[Annotated coordinate records]
☆ ☆ ☆ ☆ ☆ ☆ ☆

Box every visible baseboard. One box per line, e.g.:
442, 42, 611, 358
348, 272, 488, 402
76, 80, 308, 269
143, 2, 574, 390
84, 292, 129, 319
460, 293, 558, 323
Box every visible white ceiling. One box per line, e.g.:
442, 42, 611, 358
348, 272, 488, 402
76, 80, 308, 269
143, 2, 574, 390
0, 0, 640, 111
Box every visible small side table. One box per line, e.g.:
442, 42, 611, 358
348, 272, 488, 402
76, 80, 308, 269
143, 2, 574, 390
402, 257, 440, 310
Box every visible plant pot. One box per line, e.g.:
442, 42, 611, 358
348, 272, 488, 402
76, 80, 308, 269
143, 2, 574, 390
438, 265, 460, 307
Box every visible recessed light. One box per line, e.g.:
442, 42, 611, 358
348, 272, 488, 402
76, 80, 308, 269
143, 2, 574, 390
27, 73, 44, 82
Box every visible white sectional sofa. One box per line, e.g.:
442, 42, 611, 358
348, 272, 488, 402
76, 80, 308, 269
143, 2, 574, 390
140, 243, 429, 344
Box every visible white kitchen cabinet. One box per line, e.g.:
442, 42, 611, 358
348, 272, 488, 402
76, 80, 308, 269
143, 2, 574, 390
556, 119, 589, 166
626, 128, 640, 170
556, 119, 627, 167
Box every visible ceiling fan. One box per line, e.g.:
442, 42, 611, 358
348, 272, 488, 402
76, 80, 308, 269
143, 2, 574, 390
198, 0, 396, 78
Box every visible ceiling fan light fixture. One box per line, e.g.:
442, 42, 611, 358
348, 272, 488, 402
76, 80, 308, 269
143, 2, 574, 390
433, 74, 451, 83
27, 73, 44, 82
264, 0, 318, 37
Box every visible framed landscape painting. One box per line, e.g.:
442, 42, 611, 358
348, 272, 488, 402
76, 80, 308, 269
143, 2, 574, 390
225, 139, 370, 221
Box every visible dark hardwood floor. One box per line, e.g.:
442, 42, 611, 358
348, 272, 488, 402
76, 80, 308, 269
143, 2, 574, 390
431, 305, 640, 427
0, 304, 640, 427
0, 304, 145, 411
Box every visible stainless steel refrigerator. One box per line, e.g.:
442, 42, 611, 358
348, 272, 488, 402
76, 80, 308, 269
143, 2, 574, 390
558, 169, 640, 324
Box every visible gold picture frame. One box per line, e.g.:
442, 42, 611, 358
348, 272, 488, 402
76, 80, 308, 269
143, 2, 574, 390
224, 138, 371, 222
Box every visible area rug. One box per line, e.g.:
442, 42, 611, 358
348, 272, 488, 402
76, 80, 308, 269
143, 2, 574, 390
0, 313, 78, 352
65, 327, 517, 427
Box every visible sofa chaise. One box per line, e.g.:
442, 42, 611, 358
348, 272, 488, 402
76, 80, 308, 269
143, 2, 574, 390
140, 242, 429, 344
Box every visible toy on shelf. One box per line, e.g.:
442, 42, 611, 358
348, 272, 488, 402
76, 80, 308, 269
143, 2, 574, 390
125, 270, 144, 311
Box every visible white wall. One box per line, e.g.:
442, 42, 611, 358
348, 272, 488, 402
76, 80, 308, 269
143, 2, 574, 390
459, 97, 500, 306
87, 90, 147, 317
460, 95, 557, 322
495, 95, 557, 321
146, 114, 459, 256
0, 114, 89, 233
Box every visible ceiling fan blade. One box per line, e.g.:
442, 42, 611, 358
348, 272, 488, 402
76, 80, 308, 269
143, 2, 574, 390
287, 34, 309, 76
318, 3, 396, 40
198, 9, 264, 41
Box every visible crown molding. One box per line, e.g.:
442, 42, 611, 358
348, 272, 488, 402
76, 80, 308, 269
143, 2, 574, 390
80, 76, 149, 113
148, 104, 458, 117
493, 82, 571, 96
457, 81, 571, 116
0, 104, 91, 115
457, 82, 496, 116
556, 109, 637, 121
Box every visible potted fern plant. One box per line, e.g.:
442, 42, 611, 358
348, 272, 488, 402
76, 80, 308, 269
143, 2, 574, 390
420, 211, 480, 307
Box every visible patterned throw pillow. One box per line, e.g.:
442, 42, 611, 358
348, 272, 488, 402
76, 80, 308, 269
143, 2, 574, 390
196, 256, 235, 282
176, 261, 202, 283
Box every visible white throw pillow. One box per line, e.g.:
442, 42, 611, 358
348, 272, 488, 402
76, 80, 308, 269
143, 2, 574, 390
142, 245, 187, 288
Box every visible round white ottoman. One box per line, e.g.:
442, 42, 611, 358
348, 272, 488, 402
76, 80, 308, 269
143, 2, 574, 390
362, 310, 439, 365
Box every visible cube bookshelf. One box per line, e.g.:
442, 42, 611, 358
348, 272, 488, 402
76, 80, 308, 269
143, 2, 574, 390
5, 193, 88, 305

☆ ☆ ☆ ☆ ☆ ☆ ☆

What the task asks: Recast the lines above as a JSON list of strings, one string per line, leaving out blank lines.

Correct result:
[
  "Box every visible baseboard. One box per line, e.g.:",
  "442, 42, 611, 358",
  "348, 272, 488, 402",
  "76, 80, 308, 269",
  "143, 2, 574, 390",
  "84, 292, 129, 319",
  "460, 293, 558, 323",
  "Box every visible white ceiling. One box per line, e.g.:",
  "442, 42, 611, 358",
  "348, 272, 488, 402",
  "76, 80, 308, 269",
  "143, 2, 574, 390",
  "0, 0, 640, 111",
  "Box every visible small side table. One box per line, e.g.:",
  "442, 42, 611, 358",
  "348, 272, 488, 402",
  "76, 80, 308, 269",
  "143, 2, 574, 390",
  "402, 257, 440, 310",
  "Box every visible plant pot. One box per line, e.g.:",
  "442, 42, 611, 358",
  "348, 272, 488, 402",
  "76, 80, 308, 269",
  "143, 2, 574, 390",
  "438, 265, 460, 307",
  "Box every visible recessed light. One box per line, e.g.:",
  "442, 42, 611, 358",
  "348, 272, 488, 402",
  "76, 80, 308, 269",
  "143, 2, 574, 390",
  "27, 73, 44, 82",
  "Box every visible white sectional sofa. One box per line, e.g.:",
  "442, 42, 611, 358",
  "348, 272, 488, 402",
  "76, 80, 308, 269",
  "143, 2, 574, 390",
  "140, 243, 429, 344",
  "Box every visible white kitchen cabinet. One box per line, e.g.:",
  "442, 42, 611, 358",
  "348, 272, 488, 402",
  "76, 80, 308, 269",
  "143, 2, 574, 390",
  "556, 119, 589, 166",
  "626, 128, 640, 170",
  "556, 119, 627, 167",
  "Box every visible ceiling fan. One box per line, e.g.:",
  "442, 42, 611, 358",
  "348, 272, 488, 402",
  "76, 80, 308, 269",
  "143, 2, 574, 390",
  "198, 0, 396, 78",
  "Box every visible ceiling fan light fixture. One box per line, e.g.:",
  "442, 42, 611, 358",
  "348, 272, 488, 402",
  "76, 80, 308, 269",
  "143, 2, 574, 390",
  "433, 74, 451, 83",
  "27, 73, 44, 82",
  "264, 0, 318, 37",
  "Box every visible framed landscape painting. One box per line, e.g.:",
  "442, 42, 611, 358",
  "348, 272, 488, 402",
  "76, 80, 308, 269",
  "143, 2, 574, 390",
  "225, 139, 370, 221",
  "Box every visible dark hardwood floor. One box per line, e.g.:",
  "442, 42, 611, 358",
  "348, 272, 488, 402",
  "76, 80, 308, 269",
  "143, 2, 574, 390",
  "431, 305, 640, 427",
  "0, 304, 640, 427",
  "0, 304, 145, 411",
  "Box every visible stainless steel refrigerator. One box per line, e.g.:",
  "442, 42, 611, 358",
  "348, 272, 488, 402",
  "76, 80, 308, 269",
  "143, 2, 574, 390",
  "558, 169, 640, 324",
  "Box every visible gold picture frame. One box per line, e.g.:",
  "442, 42, 611, 358",
  "348, 272, 488, 402",
  "76, 80, 308, 269",
  "143, 2, 574, 390",
  "224, 138, 371, 222",
  "Box every visible area rug. One box per line, e.g.:",
  "442, 42, 611, 358",
  "348, 272, 488, 402",
  "76, 80, 308, 269",
  "143, 2, 574, 390",
  "0, 313, 78, 352",
  "65, 327, 517, 427",
  "Box every visible sofa chaise. One box per line, e.g.:",
  "442, 42, 611, 358",
  "348, 272, 488, 402",
  "76, 80, 308, 269",
  "143, 2, 574, 390",
  "140, 242, 429, 344",
  "Box every visible toy on shelf. One box per line, e.g.:",
  "442, 42, 611, 358",
  "348, 272, 488, 402",
  "76, 80, 308, 269",
  "143, 2, 574, 390",
  "125, 270, 144, 311",
  "Box every visible white wall. One box per line, e.g.:",
  "442, 42, 611, 358",
  "348, 272, 488, 402",
  "76, 80, 308, 269",
  "143, 2, 574, 390",
  "459, 97, 500, 306",
  "87, 90, 147, 317",
  "460, 95, 557, 322",
  "495, 95, 557, 321",
  "146, 114, 459, 256",
  "0, 114, 89, 233",
  "Box every visible ceiling fan blade. One box per line, e.g.:",
  "442, 42, 611, 358",
  "348, 272, 488, 402",
  "76, 80, 308, 269",
  "143, 2, 574, 390",
  "287, 34, 309, 76",
  "318, 3, 396, 40",
  "198, 9, 264, 41",
  "Box every visible crown molding. One box per line, e.g.:",
  "442, 42, 611, 358",
  "348, 272, 488, 402",
  "76, 80, 308, 269",
  "143, 2, 574, 390",
  "80, 76, 149, 113",
  "148, 104, 458, 117",
  "493, 82, 571, 96",
  "457, 81, 571, 116",
  "0, 104, 91, 115",
  "457, 82, 496, 116",
  "556, 109, 637, 121",
  "Box every visible potted fern plant. One box per line, e.g.:",
  "442, 42, 611, 358",
  "348, 272, 488, 402",
  "76, 80, 308, 269",
  "143, 2, 574, 390",
  "420, 211, 480, 307",
  "Box every visible patterned throw pillow. One box per line, e.g.:",
  "442, 42, 611, 358",
  "348, 272, 488, 402",
  "76, 80, 308, 269",
  "143, 2, 574, 390",
  "196, 256, 235, 282",
  "176, 261, 202, 283",
  "Box every visible white throw pillow. One box per line, e.g.:",
  "442, 42, 611, 358",
  "348, 272, 488, 402",
  "76, 80, 308, 269",
  "143, 2, 574, 390",
  "142, 245, 187, 288",
  "Box every visible round white ottoman. One box per line, e.g.:",
  "442, 42, 611, 358",
  "348, 272, 488, 402",
  "76, 80, 308, 269",
  "143, 2, 574, 390",
  "362, 310, 439, 365",
  "Box every visible cube bookshelf. One box per line, e.g.:",
  "442, 42, 611, 358",
  "348, 272, 488, 402",
  "76, 80, 308, 269",
  "143, 2, 574, 390",
  "5, 193, 88, 305"
]